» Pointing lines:
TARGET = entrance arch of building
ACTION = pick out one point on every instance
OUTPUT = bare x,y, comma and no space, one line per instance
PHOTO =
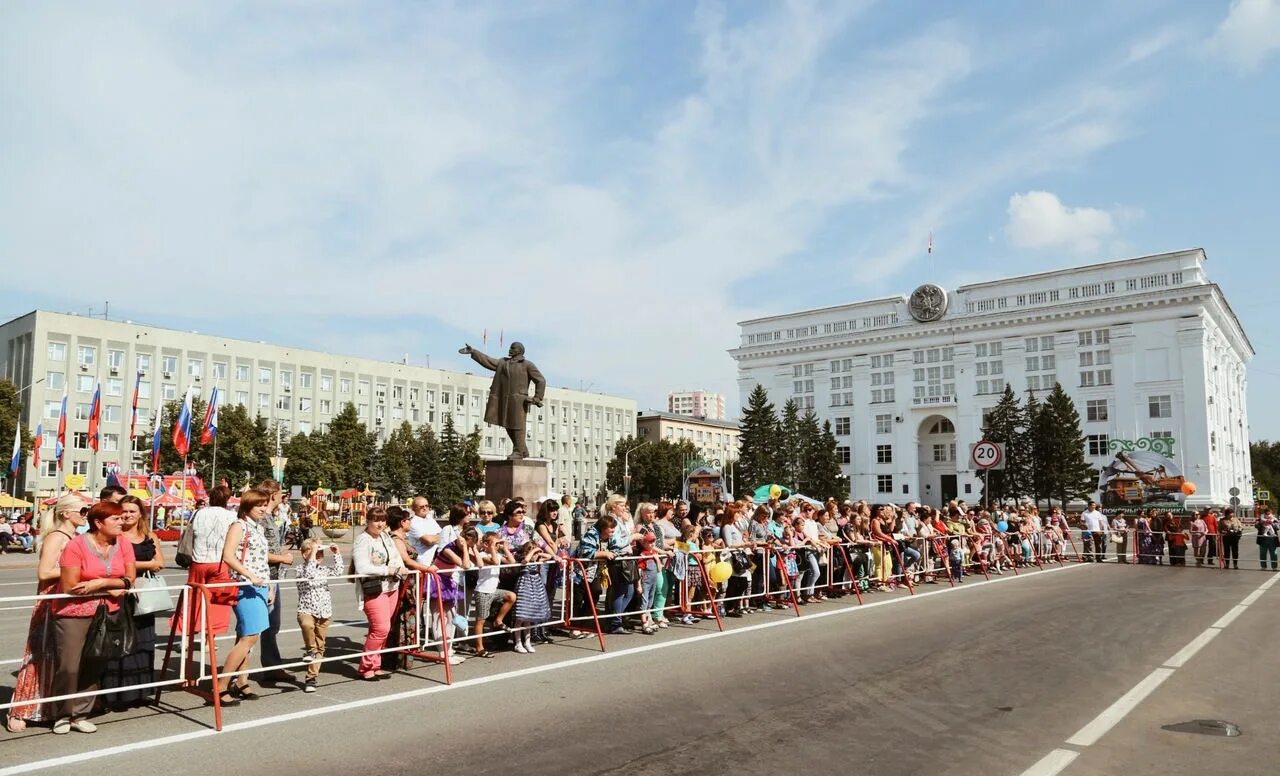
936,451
...
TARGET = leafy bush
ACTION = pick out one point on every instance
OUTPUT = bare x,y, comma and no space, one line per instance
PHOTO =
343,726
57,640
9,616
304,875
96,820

» GIVEN PROBLEM:
Collect every line above that contains the word "TARGET".

» FINISHED TASK:
TARGET = entrance arch of building
TARGET = leafy bush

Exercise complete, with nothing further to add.